§ **Exercise directions**:
Wherever a line in the records contains the word "green", return that line.

§ **Extracted information**:
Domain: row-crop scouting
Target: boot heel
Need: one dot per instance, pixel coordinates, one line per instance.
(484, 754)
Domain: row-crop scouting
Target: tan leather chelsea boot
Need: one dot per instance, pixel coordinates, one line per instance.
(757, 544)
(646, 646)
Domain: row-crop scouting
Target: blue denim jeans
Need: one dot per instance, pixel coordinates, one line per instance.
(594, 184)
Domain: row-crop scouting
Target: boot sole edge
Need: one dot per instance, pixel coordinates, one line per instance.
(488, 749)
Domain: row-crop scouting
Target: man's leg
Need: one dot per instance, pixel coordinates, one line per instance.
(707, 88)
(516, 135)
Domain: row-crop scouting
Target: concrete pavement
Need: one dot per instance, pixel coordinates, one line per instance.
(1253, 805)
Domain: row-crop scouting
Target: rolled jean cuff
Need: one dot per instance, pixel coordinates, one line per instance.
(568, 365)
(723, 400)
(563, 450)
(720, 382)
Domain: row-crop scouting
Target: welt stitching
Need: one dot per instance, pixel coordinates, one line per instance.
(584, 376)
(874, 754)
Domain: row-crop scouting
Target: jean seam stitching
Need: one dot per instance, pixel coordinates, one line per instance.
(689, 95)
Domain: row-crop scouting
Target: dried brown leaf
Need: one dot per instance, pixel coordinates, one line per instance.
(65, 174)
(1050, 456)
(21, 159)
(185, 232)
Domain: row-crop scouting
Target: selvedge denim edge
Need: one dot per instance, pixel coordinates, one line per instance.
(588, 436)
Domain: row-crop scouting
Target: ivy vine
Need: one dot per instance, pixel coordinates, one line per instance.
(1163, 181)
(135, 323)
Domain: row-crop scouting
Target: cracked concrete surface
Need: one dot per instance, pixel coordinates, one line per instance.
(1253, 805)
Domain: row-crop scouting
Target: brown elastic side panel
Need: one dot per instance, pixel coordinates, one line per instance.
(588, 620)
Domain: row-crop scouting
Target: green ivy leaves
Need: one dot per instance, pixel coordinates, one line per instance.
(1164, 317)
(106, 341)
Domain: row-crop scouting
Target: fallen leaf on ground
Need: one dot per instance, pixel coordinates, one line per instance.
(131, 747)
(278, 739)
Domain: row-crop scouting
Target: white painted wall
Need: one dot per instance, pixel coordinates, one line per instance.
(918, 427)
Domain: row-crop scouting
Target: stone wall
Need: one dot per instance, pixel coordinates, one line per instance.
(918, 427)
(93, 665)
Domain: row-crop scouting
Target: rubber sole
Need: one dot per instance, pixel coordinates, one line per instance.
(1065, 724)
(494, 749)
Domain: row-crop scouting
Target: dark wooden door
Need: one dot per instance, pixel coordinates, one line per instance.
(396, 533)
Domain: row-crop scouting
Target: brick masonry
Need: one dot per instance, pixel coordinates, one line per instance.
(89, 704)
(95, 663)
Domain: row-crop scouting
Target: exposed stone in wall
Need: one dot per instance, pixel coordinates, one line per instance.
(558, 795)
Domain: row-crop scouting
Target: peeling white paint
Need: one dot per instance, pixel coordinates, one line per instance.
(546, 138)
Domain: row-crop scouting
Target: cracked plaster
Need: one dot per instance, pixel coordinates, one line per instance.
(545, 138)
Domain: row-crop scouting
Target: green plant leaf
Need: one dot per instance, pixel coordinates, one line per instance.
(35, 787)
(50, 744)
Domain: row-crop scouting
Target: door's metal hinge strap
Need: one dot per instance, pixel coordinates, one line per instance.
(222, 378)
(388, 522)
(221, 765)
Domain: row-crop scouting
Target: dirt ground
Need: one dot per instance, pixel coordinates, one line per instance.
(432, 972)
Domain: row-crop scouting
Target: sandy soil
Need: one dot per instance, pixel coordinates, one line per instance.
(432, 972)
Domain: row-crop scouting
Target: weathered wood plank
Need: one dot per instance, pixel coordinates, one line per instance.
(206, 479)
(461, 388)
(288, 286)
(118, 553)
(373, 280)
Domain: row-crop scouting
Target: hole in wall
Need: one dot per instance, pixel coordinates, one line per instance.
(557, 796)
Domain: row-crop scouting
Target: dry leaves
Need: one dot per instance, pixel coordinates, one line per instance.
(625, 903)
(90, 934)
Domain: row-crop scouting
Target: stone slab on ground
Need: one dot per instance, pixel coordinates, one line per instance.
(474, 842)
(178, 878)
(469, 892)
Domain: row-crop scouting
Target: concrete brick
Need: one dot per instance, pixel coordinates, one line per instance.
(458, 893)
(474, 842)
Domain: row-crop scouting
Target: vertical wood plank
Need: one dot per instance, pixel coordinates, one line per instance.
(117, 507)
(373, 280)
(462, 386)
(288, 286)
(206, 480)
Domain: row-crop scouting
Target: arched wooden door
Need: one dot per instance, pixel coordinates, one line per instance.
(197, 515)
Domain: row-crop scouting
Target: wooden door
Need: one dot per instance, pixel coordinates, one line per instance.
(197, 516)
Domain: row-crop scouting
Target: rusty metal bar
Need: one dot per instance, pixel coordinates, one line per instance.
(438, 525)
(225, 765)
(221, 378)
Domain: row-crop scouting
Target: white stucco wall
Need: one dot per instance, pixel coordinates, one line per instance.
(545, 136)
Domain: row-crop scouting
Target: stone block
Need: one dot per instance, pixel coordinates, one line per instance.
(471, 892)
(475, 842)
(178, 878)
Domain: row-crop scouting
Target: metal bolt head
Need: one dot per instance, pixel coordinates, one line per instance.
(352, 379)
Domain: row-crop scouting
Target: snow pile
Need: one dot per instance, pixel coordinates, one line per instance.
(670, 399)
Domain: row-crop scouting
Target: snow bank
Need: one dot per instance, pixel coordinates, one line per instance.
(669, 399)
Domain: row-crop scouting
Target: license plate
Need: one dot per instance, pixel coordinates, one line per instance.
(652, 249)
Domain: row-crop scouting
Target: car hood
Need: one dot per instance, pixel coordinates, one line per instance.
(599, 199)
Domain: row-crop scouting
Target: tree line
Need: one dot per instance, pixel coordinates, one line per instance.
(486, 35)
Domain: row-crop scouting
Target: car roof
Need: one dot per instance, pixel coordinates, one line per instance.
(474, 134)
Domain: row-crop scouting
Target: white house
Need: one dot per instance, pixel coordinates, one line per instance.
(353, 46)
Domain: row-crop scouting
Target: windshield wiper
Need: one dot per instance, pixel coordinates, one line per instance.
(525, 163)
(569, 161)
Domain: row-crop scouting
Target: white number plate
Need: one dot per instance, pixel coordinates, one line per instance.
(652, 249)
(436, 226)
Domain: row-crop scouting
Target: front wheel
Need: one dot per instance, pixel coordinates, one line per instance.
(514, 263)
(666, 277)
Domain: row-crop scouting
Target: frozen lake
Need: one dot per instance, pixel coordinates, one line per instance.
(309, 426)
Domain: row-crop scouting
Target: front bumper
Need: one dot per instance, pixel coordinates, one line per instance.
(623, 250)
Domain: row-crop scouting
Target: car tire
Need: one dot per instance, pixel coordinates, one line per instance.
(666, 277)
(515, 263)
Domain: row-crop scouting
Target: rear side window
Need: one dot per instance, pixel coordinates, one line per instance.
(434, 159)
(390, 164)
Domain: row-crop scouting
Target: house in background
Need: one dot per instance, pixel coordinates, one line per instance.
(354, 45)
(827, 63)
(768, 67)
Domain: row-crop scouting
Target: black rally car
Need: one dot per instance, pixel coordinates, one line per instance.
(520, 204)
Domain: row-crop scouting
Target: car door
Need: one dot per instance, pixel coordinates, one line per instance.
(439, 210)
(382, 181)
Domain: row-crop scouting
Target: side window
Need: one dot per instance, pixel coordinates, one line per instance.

§ **Solution below**:
Target: green ivy leaves
Target: green plant leaf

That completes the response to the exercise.